The problem> Rewrite the rows below with "signal-timing review" changed to "intersection survey" everywhere it occurs. Leave everything else unchanged.

━━ Input material

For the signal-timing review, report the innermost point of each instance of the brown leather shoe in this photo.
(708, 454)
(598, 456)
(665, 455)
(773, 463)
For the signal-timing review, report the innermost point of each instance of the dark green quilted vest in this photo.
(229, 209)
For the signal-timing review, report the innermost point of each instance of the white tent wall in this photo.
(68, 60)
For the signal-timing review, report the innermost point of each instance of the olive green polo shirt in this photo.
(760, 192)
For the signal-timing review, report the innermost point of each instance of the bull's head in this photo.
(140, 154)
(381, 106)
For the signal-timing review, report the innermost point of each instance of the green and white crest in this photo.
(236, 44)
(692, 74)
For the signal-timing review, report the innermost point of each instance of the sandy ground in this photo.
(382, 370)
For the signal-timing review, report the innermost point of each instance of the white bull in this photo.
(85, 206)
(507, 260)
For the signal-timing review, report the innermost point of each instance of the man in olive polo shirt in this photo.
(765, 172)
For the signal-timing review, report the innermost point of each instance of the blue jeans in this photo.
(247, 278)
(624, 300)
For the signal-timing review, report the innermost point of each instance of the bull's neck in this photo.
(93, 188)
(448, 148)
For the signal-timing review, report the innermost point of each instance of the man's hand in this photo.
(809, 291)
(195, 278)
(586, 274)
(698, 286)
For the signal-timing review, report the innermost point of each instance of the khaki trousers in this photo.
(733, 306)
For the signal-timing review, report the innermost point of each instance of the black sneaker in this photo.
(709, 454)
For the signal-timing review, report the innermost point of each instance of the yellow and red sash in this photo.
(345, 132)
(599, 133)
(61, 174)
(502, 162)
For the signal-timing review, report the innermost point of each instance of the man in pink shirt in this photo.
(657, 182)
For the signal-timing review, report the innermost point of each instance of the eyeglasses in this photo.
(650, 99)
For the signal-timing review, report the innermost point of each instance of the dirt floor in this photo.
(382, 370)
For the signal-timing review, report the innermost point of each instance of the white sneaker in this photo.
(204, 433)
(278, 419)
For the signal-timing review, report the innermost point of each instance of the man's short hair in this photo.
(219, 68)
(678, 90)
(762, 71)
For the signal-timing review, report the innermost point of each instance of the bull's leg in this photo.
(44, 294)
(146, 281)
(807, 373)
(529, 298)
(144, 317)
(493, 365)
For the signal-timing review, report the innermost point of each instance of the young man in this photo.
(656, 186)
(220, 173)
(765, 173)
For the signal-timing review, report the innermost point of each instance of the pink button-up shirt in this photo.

━━━━

Exercise solution>
For the intersection survey, report the innermost point of each instance of the brown leather shoe in this photo.
(708, 454)
(598, 456)
(665, 455)
(773, 463)
For the intersection survey, report the innermost point of each instance of the dark green quilted vest in this photo.
(229, 209)
For the intersection survey, report the innermost point of each instance of the white tent wall in this photo.
(68, 60)
For the intersection survey, report the innermost point of each instance of the olive green polo shirt in this photo.
(760, 192)
For the intersection survey, report the innermost point of each instance of the bull's head in this photo.
(140, 154)
(381, 106)
For the intersection survey, report the innermost point of each instance of the green and white crest in this photo.
(236, 44)
(692, 74)
For the intersection survey, report the innermost point of each instance of the sandy ground in this photo.
(382, 370)
For the intersection survey, report the innermost point of each instance of the white bull in this photo.
(85, 206)
(507, 260)
For the intersection survey, report the innermost point of each instance of the man in olive polo shirt in this photo.
(765, 172)
For the intersection survey, report the innermost point of each instance of the blue jeans in this photo.
(247, 278)
(624, 300)
For the intersection survey, report the innermost point of each instance of the bull's neck in this photo.
(93, 188)
(448, 148)
For the intersection survey, report the innermost point of each instance of the man's hand in this photo.
(809, 291)
(195, 278)
(586, 274)
(698, 286)
For the intersection survey, report the innermost point of each instance of the khaki trousers in this photo.
(733, 306)
For the intersection survey, report the innermost point of each instance of the black sneaker in this photo.
(709, 454)
For the intersection survey, report the innermost point of each instance of the yellow and red sash in this photo.
(345, 132)
(599, 133)
(61, 174)
(502, 162)
For the intersection survey, report the innermost point of each instance of the man in pink shirt in this photo.
(657, 182)
For the intersection survey, report the innermost point of each instance of the eyeglasses in this photo.
(650, 99)
For the intersection survey, report the innermost point of each instance of the dirt floor in this photo.
(382, 370)
For the intersection survey, report the innermost point of each instance of the white sneaker in this photo.
(204, 433)
(278, 419)
For the intersection survey, report the innermost point of each instance of the man's short hair in this photo.
(219, 68)
(678, 90)
(762, 71)
For the intersection survey, report the innermost point of each instance of the bull's leg in this photo.
(44, 294)
(146, 281)
(807, 373)
(529, 298)
(144, 317)
(493, 365)
For the intersection survey, report the innermost point of each instance of the young man in this photo.
(656, 186)
(220, 173)
(765, 173)
For the intersection survey, report the innermost point of each instance of the pink button-up shirt in this photo.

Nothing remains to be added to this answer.